• **SET EXERCISE A**
In the entries below, identify every line that contains the string "sweatshirt", matching case exactly, and copy each such line.

• **SUPPLIED PASSAGE**

I hope you enjoyed the game as much as I did...

By the way,if you need a helping hand to get the egg off your face,i am sure rashidi would love to wipe it

You guys are fun


----------



## Fordy74 (May 22, 2002)

Amazing comeback. Went from lifeless, looking like playoffs are in doubt to a huge road win in a matter of 24 second half minutes. Toooo sweet, TT was clutch in the 2nd half!!


----------



## truth (Jul 16, 2002)

That was an awesome game.i hope we can sustain it


----------



## truth (Jul 16, 2002)

> We made a lot of wrong moves, have no consistency and you all want to sit around sucking each other's dicks like the playoffs are a look. They aren't !


ummmm I think i said cleveland looks scary good and Miami is playing dam good ball....

KBF,when the smoke stops coming out of your ears and you stop fantasising about other posters engaging in lewd acts,kindly tell me all the wrong moves..Are we dating back to layden,or are we starting with Thomas.....


----------



## MPK (Oct 20, 2002)

i don't wanna get too excited, but the greatest move of the layden era might have been drafting sweetney. this guy can rebound and if he gets in any sort of shape could the knicks be looking at a player resembling elton brand? the only problem seems to be that with the KT extension, TT's albatross of a contract, and nazr's 3 year contract, where is sweetney gonna play?

a KT, Sweetney, TT frontline next year...?

• **SET EXERCISE B**
Determine whether each statement below agrees with the basketball forum thread above. Answer yes or no for each, and quote the deciding words of the thread. (i) Fordy74 writes that TT played well in the second half. (ii) MPK suggests that the greatest move of the Layden era might have been trading for Elton Brand. (iii) MPK describes Nazr's contract as lasting five years.

• **SOURCE DATA**
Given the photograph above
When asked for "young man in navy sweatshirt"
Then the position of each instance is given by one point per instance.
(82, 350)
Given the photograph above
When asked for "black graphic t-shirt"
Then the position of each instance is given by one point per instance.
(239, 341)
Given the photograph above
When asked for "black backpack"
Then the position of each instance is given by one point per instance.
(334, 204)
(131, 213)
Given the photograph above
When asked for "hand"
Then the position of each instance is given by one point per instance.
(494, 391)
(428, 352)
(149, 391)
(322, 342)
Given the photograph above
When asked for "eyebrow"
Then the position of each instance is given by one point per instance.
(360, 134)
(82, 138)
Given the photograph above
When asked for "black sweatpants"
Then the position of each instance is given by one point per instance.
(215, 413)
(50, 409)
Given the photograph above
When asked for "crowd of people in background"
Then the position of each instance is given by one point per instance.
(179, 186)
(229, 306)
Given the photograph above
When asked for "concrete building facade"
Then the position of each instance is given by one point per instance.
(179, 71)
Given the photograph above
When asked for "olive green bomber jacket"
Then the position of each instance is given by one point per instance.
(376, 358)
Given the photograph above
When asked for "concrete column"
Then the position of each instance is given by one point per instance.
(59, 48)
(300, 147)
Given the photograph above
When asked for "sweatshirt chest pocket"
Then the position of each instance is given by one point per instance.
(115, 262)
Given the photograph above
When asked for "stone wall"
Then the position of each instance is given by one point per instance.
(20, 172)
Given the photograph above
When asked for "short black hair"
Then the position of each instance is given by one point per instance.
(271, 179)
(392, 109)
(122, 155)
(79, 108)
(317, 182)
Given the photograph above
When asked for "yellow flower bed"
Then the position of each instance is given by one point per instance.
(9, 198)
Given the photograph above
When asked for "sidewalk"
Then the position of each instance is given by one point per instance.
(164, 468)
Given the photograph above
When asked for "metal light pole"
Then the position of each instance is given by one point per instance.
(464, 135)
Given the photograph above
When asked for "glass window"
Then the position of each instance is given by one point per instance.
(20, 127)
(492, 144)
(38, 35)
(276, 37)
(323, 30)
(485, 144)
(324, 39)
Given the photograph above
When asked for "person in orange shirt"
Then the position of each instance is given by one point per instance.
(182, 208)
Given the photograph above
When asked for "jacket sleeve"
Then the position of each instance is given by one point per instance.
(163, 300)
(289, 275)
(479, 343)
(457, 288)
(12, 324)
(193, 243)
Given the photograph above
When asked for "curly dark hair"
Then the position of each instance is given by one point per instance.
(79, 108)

• **CORRECT RESULT A**
When asked for "young man in navy sweatshirt"
When asked for "sweatshirt chest pocket"

• **CORRECT RESULT B**
(i) Yes: "TT was clutch in the 2nd half!!"
(ii) No: "the greatest move of the layden era might have been drafting sweetney."
(iii) No: "nazr's 3 year contract"